2012-10-07 L’Osservatore Romano
Ha pasado medio siglo desde el comienzo del Concilio Vaticano II —la mayor asamblea de obispos jamás celebrada en la historia—, que se abrió el 11 de octubre de 1962 y señaló un momento importante en el desarrollo ininterrumpido de la tradición católica, por su naturaleza abierta al futuro.
Manifiesta y generalmente comprendida fue entonces la voluntad de renovación de la Iglesia, así como, coherentes con esta voluntad, en el catolicismo mundial lo fueron en conjunto las décadas transcurridas desde entonces. A pesar de las contradicciones, las carencias y las limitaciones inevitables en toda realidad humana, y a pesar de tenaces estereotipos que han buscado y buscan continuamente difundir visiones contrarias pero no respetuosas de la realidad.
##########
> TAREAS DEL EJERCICIO:
(a) Transcribe del texto sobre el Concilio Vaticano II el fragmento que empieza en las palabras "Manifiesta y generalmente" y termina después de "de la realidad.".
(b) Sigue escribiendo el texto sobre el Concilio Vaticano II a partir de su última frase.

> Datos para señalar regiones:
##########
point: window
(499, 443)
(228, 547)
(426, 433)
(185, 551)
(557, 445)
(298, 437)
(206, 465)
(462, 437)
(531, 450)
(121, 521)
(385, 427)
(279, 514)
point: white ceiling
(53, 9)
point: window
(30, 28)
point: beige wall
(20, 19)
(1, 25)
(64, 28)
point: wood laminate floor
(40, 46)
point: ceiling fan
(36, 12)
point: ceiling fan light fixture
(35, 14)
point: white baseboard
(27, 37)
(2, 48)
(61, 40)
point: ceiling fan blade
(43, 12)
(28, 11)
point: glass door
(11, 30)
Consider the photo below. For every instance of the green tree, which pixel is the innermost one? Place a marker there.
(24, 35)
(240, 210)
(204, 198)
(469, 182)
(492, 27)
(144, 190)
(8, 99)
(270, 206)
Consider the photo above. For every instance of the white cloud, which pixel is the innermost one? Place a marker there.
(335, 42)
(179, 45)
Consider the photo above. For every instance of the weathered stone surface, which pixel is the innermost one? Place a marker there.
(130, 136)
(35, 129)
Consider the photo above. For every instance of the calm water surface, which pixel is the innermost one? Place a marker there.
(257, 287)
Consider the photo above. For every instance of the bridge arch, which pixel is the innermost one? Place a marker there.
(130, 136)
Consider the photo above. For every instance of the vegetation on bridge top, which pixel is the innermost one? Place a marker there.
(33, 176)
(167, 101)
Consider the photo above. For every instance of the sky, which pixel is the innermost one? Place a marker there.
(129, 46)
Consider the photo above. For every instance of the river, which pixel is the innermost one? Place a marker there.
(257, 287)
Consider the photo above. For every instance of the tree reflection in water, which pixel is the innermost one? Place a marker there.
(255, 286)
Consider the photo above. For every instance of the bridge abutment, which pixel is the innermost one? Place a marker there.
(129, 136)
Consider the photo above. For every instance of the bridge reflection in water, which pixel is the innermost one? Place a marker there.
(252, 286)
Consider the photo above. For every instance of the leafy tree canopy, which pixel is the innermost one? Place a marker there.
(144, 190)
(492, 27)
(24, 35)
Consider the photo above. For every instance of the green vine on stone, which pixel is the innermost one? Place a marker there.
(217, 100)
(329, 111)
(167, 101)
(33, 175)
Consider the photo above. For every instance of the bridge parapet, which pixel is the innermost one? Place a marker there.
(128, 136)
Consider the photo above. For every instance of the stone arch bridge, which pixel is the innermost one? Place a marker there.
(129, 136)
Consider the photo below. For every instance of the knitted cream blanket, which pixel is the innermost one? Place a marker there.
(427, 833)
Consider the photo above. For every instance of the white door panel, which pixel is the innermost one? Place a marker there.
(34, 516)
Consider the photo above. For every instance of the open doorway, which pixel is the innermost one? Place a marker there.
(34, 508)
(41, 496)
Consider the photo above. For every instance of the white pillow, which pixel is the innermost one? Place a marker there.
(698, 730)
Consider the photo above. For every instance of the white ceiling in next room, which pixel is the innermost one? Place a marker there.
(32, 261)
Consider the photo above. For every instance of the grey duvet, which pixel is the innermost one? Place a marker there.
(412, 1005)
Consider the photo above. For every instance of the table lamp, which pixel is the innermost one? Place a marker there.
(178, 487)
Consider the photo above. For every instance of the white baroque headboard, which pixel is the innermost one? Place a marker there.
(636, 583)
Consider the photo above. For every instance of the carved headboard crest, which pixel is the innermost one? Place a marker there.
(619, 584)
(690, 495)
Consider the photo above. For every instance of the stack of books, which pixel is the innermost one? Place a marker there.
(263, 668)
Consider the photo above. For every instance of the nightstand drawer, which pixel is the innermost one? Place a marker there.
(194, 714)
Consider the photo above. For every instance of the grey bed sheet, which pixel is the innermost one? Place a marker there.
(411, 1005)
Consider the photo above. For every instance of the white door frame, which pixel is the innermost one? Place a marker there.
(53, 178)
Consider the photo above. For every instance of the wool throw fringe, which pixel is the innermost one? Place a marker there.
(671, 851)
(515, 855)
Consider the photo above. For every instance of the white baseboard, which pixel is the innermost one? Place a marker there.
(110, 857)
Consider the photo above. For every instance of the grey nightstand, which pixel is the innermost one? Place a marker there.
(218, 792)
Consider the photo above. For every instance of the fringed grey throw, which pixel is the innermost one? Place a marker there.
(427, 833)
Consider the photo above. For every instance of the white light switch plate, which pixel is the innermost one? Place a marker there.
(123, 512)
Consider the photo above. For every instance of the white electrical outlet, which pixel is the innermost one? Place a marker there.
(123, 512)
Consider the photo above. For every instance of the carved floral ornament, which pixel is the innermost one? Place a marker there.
##########
> LISTA DE RESPUESTAS:
(a)
Manifiesta y generalmente comprendida fue entonces la voluntad de renovación de la Iglesia, así como, coherentes con esta voluntad, en el catolicismo mundial lo fueron en conjunto las décadas transcurridas desde entonces. A pesar de las contradicciones, las carencias y las limitaciones inevitables en toda realidad humana, y a pesar de tenaces estereotipos que han buscado y buscan continuamente difundir visiones contrarias pero no respetuosas de la realidad.

(b)
Para sostener esta renovación siempre necesaria (Ecclesia semper reformanda), Benedicto XVI —que participó en el concilio y contribuyó como joven teólogo— ha asignado al Sínodo de los obispos, expresión concreta y creciente de la colegialidad episcopal sancionada por el Vaticano II, el tema decisivo de la nueva evangelización y al mismo tiempo ha querido un Año de la fe, como a los pocos meses de la conclusión de los trabajos conciliares hizo Pablo VI, que guió y clausuró el Vaticano II. La necesidad de testimoniar y anunciar el Evangelio, el significado de la fe para la vida de cada ser humano: el Papa sigue llamando a lo esencial, y ciertamente con la intención de dirigirse no sólo a los fieles católicos.
Se puede uno preguntar qué y cuánto de esta llamada logrará llegar a las mujeres y a los hombres de hoy, en un mundo global desorientado y que parece frecuentemente presa de un flujo sin precedentes de informaciones: ¿no están acaso inevitablemente destinadas a imponerse imágenes parciales y noticias distorsionadas? Cierto: mucha responsabilidad es de quien transmite este mensaje: “Hay que saber ser antiguos y modernos, hablar según la tradición pero también conforme a nuestra sensibilidad. ¿De qué sirve decir lo que es verdad, si los hombres de nuestro tiempo no nos entienden?”, se interrogaba ya en 1950 Giovanni Battista Montini, el futuro Pablo VI.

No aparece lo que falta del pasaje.